**Image outline annotation entries**
==============================

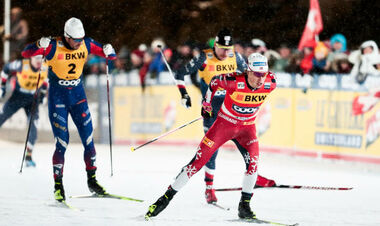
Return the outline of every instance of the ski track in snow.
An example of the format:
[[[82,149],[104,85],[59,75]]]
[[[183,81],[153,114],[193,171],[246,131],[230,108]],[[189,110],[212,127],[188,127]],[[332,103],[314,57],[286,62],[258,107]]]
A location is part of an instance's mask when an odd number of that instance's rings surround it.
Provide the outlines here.
[[[83,211],[56,207],[53,196],[53,143],[38,143],[36,168],[19,173],[23,144],[0,141],[0,225],[245,225],[237,219],[240,192],[217,192],[218,203],[230,211],[206,204],[204,171],[199,171],[177,193],[170,205],[151,221],[144,220],[196,147],[113,146],[114,176],[110,177],[109,146],[96,145],[97,178],[109,193],[143,199],[70,199],[89,194],[80,144],[69,144],[63,184],[67,202]],[[222,149],[216,161],[214,187],[240,187],[244,163],[238,151]],[[258,218],[300,225],[380,225],[380,166],[261,153],[259,173],[278,184],[354,187],[350,191],[256,189],[251,207]]]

==============================

**Given task**
Copy the material above line for line with no changes, omitting the pictures.

**Complete answer**
Return the outline of every instance of the ski track in snow.
An example of the format:
[[[82,149],[104,85],[59,75]]]
[[[183,81],[153,114],[193,171],[246,131],[230,108]],[[189,110],[212,127],[188,127]],[[332,103],[314,57],[286,62],[258,107]]]
A location is part of an instance's mask when an odd number of that instance's rings surround it.
Provide the outlines here.
[[[83,211],[56,207],[53,196],[53,143],[38,143],[36,168],[19,173],[23,144],[0,141],[0,225],[245,225],[237,219],[240,192],[217,192],[218,203],[230,211],[206,204],[204,171],[199,171],[177,193],[170,205],[151,221],[144,220],[196,147],[113,146],[114,176],[110,177],[109,146],[96,145],[97,178],[109,193],[143,199],[70,199],[89,194],[80,144],[69,144],[63,184],[67,202]],[[222,149],[216,161],[214,187],[240,187],[244,163],[238,151]],[[258,218],[300,225],[380,225],[380,166],[261,153],[259,173],[278,184],[354,187],[350,191],[256,189],[251,207]]]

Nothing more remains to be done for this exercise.